--- Document source ---
Bien entendu, le terme de “dépression” ajoute, par l’une de ses significations parallèles, la dimension psychologique qui tend à faire sortir le phénomène du seul domaine économique (nous avons beaucoup écrit là-dessus à propos de la Grande Dépression). De ce point de vue, il faut revenir sur l’excellente trouvaille de Niall Ferguson, que nous signalions le 31 décembre 2008, du terme de “Great Repression”. Ferguson écrivait notamment, à partir d’un texte de politique-fiction écrit comme si l’on était en décembre 2009:

«The Great Repression began in August 2007 and reached its nadir in 2009. It was clearly not a Great Depression on the scale of the 1930s, when output in the US declined by as much as a third and unemployment reached 25 per cent. Nor was it merely a Big Recession. As output in the developed world continued to decline throughout 2009 – despite the best efforts of central banks and finance ministries – the tag “Great Repression” seemed more and more apt: though this was the worst economic crisis in 70 years, many people remained in deep denial about it.»

Notre commentaire était le suivant: «La trouvaille est excellente. Outre l’explication […] que donne Ferguson, et qui est très juste (une majorité déniant la crise), nous y ajouterions que le mot “Depression” représente une composition harmonieuse de “recession” et de “depression”; qu’il signifie en anglais “refoulement” (sens que suggère Ferguson), mais aussi et plus directement “répression” (sens qui laisserait pas mal à penser, notamment que la crise fut machinée par Washington, involontairement ou pas, pour torpiller le reste de l’économie du monde?)… Bref, le prince de l’Ambiguïté.»

Effectivement se pose la question de savoir si nous ne nous trouvons pas dans une “dépression refoulée”, donc le terme de “repression” (“refoulement”) convenant à merveille; dans ce cas, la dimension psychologique est d’autant plus présente et prend l’allure d’un déni virtualiste de la réalité de la dépression, qui est aussi le signe de la maladie mortelle du système, de son effondrement inéluctable et ainsi de suite. Ce “refoulement” serait d’ailleurs aussi bien le cas des élites que des opinions publiques, ces élites n’ayant aucune capacité sérieuse de freiner ou de résoudre la crise et pratiquant souvent le refoulement par conséquent; quant aux opinions publiques, on parlerait aussi bien de réserve, voire d’indifférence aux événements dans leur signification ontologique, voire de satisfaction dans certains cas pour les perspectives de destruction du système qu’implique cette signification ontologique.

La définition de la dépression par Morici ouvre d’ailleurs la perspective suprême. Que sont ces “fundamental changes in banking and trade Policy” dont parle Morici? Encore s’en tient-il à ces seuls aspects, rendant compte de symptômes US de la crise, qui ne sont manifestement pas suffisants pour définir et expliquer la crise. Que se passe-t-il si les “fundamental changes” nécessaires d’une façon générale ne peuvent être faits, s’il n’y a pas d’accord pour les faire, ou bien, plus radicalement, si l’on ne réussit pas à les déterminer? C’est la question de l’“après-crise”; c’est l’hypothèse de l’“il n’y a plus d’après” (la crise)… Cette question de l’“il n’y a plus d’après” prolonge d’une façon implacablement logique l’interprétation que les USA ne sont jamais vraiment sortis de la Grande Dépression, et que cette Grande Crise qui est entrée dans sa période paroxystique le 15 septembre 2008, – qui en serait alors le “moment de vérité” jusqu’ici repoussé.
--- Extrait des données ---
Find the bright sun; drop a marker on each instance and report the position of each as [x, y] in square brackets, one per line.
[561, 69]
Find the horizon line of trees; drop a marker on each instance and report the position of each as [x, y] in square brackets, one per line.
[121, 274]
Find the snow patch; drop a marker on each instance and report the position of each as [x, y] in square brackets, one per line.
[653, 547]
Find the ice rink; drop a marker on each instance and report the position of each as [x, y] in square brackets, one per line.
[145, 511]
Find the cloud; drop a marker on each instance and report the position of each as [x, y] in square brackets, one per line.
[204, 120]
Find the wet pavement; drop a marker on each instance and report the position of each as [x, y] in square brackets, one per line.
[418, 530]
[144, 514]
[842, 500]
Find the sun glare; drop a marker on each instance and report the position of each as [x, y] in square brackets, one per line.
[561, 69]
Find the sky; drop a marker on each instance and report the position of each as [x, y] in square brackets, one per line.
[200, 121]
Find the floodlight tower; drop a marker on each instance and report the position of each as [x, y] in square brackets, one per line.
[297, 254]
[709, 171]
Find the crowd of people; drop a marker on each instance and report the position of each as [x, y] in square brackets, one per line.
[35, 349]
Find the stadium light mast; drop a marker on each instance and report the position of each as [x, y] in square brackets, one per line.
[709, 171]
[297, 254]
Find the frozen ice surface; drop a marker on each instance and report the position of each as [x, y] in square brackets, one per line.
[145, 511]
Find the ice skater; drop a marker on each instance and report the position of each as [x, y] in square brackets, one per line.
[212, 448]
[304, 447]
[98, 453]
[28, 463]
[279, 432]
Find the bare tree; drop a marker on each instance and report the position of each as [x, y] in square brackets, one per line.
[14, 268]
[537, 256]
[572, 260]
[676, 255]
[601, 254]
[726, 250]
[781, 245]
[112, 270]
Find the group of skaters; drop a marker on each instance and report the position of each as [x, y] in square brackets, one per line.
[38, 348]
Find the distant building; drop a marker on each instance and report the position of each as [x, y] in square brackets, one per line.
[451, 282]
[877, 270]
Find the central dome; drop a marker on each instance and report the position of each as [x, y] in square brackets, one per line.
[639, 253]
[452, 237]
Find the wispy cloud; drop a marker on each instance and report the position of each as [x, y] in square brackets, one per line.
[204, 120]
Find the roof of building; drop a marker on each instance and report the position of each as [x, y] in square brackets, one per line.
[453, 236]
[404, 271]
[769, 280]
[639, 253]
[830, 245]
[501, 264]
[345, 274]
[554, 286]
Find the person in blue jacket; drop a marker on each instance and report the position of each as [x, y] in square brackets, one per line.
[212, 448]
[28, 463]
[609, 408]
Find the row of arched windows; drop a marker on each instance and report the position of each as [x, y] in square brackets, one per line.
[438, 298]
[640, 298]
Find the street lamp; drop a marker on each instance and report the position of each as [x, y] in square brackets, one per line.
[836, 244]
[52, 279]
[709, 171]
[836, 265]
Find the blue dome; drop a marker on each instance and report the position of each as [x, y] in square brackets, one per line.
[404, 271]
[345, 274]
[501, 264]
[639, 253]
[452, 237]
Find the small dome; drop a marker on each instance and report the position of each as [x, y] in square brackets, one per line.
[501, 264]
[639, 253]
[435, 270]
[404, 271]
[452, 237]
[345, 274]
---
● **Activité**:
D'après le document source, répondez s'il vous plaît aux points suivants :
(a) En quel mois et quelle année la « Great Repression » a-t-elle commencé ?
(b) Quel taux de chômage les États-Unis ont-ils atteint dans les années 1930 ?
(c) À quelle date la Grande Crise est-elle entrée dans sa période paroxystique ?

● **Résultat de l'exercice**:
(a) En août 2007.
(b) 25 %.
(c) Le 15 septembre 2008.